> **What is needed**: Repeat back the entries that follow, keeping every word as it is.

Extracted material below:

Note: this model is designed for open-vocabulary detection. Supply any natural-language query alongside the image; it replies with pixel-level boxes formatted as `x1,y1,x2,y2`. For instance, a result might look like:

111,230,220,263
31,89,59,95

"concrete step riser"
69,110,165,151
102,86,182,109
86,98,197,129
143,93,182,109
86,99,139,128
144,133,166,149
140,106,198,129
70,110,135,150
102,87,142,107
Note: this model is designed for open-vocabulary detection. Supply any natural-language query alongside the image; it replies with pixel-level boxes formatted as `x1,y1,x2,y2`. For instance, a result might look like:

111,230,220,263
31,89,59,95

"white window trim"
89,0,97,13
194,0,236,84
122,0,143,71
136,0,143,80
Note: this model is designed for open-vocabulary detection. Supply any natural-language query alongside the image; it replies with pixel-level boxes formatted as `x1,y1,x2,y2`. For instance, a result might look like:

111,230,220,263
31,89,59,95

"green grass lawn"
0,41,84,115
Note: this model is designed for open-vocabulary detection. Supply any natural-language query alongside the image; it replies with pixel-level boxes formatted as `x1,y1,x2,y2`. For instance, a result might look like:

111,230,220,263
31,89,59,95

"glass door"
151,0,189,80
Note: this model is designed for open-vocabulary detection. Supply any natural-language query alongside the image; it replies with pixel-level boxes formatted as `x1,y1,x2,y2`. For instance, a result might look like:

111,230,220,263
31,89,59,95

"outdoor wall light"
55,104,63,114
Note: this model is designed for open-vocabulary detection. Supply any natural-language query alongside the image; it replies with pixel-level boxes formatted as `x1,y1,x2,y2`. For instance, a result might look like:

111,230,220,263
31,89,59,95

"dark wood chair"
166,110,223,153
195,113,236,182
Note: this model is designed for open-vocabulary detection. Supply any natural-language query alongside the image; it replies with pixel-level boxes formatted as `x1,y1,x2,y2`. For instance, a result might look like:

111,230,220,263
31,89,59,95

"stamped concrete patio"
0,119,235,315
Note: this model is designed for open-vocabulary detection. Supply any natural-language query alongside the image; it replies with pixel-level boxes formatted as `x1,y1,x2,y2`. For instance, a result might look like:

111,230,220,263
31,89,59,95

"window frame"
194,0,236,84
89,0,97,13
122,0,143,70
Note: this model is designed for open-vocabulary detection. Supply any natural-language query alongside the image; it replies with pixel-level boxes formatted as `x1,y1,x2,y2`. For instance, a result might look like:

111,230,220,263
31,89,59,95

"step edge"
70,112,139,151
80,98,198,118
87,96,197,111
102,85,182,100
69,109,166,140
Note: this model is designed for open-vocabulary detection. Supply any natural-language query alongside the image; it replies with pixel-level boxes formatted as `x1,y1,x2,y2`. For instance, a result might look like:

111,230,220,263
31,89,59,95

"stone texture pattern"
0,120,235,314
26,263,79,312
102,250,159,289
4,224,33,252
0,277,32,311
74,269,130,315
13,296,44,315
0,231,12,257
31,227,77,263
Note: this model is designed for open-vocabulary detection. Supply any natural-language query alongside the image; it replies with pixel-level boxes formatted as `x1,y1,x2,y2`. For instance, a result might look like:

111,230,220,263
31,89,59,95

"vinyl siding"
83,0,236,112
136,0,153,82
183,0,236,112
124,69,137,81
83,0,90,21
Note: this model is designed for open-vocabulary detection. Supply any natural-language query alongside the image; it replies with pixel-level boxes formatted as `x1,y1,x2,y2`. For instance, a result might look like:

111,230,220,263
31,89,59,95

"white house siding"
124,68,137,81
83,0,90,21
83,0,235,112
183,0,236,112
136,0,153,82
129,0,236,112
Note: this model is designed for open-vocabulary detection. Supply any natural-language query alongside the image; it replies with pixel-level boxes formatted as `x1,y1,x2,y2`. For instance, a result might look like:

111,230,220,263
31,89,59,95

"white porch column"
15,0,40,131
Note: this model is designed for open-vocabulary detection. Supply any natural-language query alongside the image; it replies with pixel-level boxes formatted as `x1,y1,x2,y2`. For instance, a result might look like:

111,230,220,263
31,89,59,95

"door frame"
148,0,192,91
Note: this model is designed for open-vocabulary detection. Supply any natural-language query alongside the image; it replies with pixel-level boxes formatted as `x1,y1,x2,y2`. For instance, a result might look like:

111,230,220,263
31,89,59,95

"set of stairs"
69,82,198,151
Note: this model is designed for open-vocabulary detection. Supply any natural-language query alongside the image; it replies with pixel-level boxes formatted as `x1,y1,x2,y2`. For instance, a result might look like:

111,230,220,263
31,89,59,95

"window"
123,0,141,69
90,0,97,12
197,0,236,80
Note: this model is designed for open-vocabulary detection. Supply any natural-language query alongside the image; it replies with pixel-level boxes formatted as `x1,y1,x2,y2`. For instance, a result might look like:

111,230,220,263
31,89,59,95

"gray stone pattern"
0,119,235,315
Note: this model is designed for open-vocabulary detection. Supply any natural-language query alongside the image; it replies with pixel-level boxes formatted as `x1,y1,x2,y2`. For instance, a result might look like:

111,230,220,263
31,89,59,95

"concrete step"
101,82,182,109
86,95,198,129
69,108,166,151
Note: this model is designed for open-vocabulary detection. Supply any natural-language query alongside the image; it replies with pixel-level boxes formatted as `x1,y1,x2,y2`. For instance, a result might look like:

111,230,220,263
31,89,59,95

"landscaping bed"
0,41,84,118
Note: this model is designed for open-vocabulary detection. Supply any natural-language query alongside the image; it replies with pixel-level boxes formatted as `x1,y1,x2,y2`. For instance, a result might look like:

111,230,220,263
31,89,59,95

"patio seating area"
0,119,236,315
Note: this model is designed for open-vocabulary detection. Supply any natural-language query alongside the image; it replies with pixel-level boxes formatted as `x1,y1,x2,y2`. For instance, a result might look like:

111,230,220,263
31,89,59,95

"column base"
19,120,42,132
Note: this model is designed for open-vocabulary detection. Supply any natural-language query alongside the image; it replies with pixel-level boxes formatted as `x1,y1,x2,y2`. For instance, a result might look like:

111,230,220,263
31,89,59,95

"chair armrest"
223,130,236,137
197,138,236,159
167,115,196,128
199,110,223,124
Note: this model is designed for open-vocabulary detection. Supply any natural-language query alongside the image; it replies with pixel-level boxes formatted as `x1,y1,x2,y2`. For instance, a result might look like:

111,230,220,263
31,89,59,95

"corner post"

End of Extracted material.

> **Worked solution**:
Note: this model is designed for open-vocabulary detection. Supply any natural-language query alongside the image; it replies with pixel-level boxes formatted as `x1,y1,x2,y2`. For instance, a result might look like:

111,230,220,263
31,89,59,95

"concrete step riser"
69,110,165,151
102,86,182,109
86,98,197,129
143,93,182,109
86,99,139,128
144,133,166,149
140,106,198,129
70,110,135,150
102,87,142,107
Note: this model is designed for open-vocabulary detection. Supply any natural-language query alongside the image; it replies with pixel-level boxes formatted as `x1,y1,x2,y2`. For instance, a result might look like:

111,230,220,263
31,89,59,95

"white window trim"
89,0,97,13
194,0,236,84
122,0,143,71
136,0,143,80
Note: this model is designed for open-vocabulary detection. Supply any natural-language query alongside the image; it replies with pixel-level boxes formatted as `x1,y1,x2,y2`. For instance, a result might look like:

111,230,220,263
31,89,59,95

"green grass lawn"
0,41,84,115
Note: this model is designed for open-vocabulary detection. Supply any natural-language query alongside the image; it replies with pixel-level boxes formatted as `x1,y1,x2,y2`. For instance, a result might look like:

111,230,220,263
31,89,59,95

"glass door"
151,0,189,80
Note: this model is designed for open-vocabulary detection. Supply any natural-language query alongside the image; it replies with pixel-level boxes formatted as `x1,y1,x2,y2`. For instance, a result might look like:

111,230,220,263
31,89,59,95

"outdoor wall light"
55,104,63,114
Note: this model is designed for open-vocabulary detection. Supply any natural-language query alongside the image; it replies with pixel-level boxes formatted as `x1,y1,x2,y2`. For instance, a result might look like:

111,230,220,263
31,89,59,95

"dark wood chair"
166,110,223,153
195,113,236,182
Note: this model is designed for open-vocabulary detection. Supply any natural-language query alongside the image; it replies with pixel-level boxes formatted as `x1,y1,x2,y2`. For instance, a result might look like:

111,230,220,263
31,89,59,95

"stamped concrete patio"
0,119,235,315
Note: this model is designed for open-vocabulary detection. Supply any natural-language query alongside the image; it replies with pixel-level boxes formatted as `x1,y1,x2,y2`. For instance, a result might look like:

111,230,220,263
31,89,59,95

"window frame"
194,0,236,84
89,0,97,13
122,0,143,70
Note: this model is designed for open-vocabulary detection. Supply any natural-language query alongside the image; it replies with pixel-level boxes formatted as `x1,y1,x2,y2`. For instance, a result might look like:

111,230,220,263
31,89,59,95

"step edge"
70,112,139,151
80,98,198,118
87,96,197,111
102,85,182,100
69,109,166,140
Note: this model is designed for open-vocabulary detection. Supply any natural-language query alongside the image; it replies with pixel-level boxes formatted as `x1,y1,x2,y2`. For instance, a result might look like:

111,230,220,263
31,89,59,95

"stone texture pattern"
0,120,235,314
26,263,79,312
102,250,159,289
4,224,33,252
0,277,32,311
74,269,130,315
13,296,44,315
0,231,12,257
31,227,77,263
Note: this model is designed for open-vocabulary detection. Supply any natural-language query alongside the image; it replies with pixel-level boxes formatted as `x1,y1,x2,y2`. For instance, a result might look like:

111,230,220,263
31,89,59,95

"vinyl siding"
83,0,236,112
136,0,153,82
183,0,236,112
124,69,137,81
83,0,90,21
Note: this model is designed for open-vocabulary detection. Supply any natural-language query alongside the image; it replies with pixel-level boxes formatted as `x1,y1,x2,y2`. For instance, a result might look like:

111,230,220,263
31,89,59,95

"white house siding"
124,68,137,81
83,0,90,21
83,0,235,112
183,0,236,112
136,0,153,82
129,0,236,112
Note: this model is designed for open-vocabulary detection. Supply any natural-language query alongside the image; it replies with pixel-level boxes formatted as `x1,y1,x2,y2`. For instance, a result might look like:

111,230,220,263
31,89,59,95

"white porch column"
15,0,40,131
Note: this model is designed for open-vocabulary detection. Supply any natural-language query alongside the image; it replies with pixel-level boxes formatted as `x1,y1,x2,y2`. For instance, a result might look like:

111,230,220,263
31,89,59,95

"door frame"
148,0,192,91
Note: this model is designed for open-vocabulary detection. Supply any natural-language query alongside the image; it replies with pixel-level boxes formatted as `x1,y1,x2,y2`. For instance, a result might look like:

111,230,220,263
31,89,59,95

"set of stairs"
69,82,198,151
Note: this model is designed for open-vocabulary detection. Supply any natural-language query alongside the image; it replies with pixel-level boxes formatted as `x1,y1,x2,y2`. For instance, a result might look like:

111,230,220,263
31,89,59,95

"window"
123,0,141,69
90,0,97,12
197,0,236,80
Note: this model is designed for open-vocabulary detection. Supply any natural-language query alongside the image; it replies with pixel-level boxes formatted as `x1,y1,x2,y2`. For instance, a result might look like:

111,230,220,263
31,89,59,95

"gray stone pattern"
0,119,235,315
Note: this model is designed for open-vocabulary detection. Supply any natural-language query alongside the image; it replies with pixel-level boxes formatted as `x1,y1,x2,y2`. For instance, a result might look like:

111,230,220,263
31,89,59,95

"concrete step"
101,82,182,109
86,95,198,129
69,108,166,151
Note: this model is designed for open-vocabulary detection. Supply any natural-language query alongside the image; it replies with pixel-level boxes formatted as `x1,y1,x2,y2`. For instance, a result might look like:

111,230,220,263
31,89,59,95

"landscaping bed"
0,41,84,118
Note: this model is designed for open-vocabulary detection. Supply any natural-language query alongside the image; it replies with pixel-level boxes formatted as `x1,y1,x2,y2`. For instance, a result might look like:

111,230,220,263
31,89,59,95

"patio seating area"
0,119,236,315
Note: this model is designed for open-vocabulary detection. Supply any natural-language query alongside the image; it replies with pixel-level boxes formatted as `x1,y1,x2,y2`. For instance, a result might look like:

111,230,220,263
31,89,59,95

"column base"
19,120,42,132
Note: this model is designed for open-vocabulary detection. Supply any natural-language query alongside the image; it replies with pixel-level boxes formatted as `x1,y1,x2,y2`. For instance, a result might look like:

111,230,220,263
31,89,59,95

"chair armrest"
223,130,236,137
197,138,236,159
167,115,196,128
199,110,223,124
Note: this model is designed for open-vocabulary detection. Supply any natural-language query alongside the image; it replies with pixel-level boxes formatted as `x1,y1,x2,y2`. For instance, a result might look like:

111,230,220,263
31,89,59,95

"corner post"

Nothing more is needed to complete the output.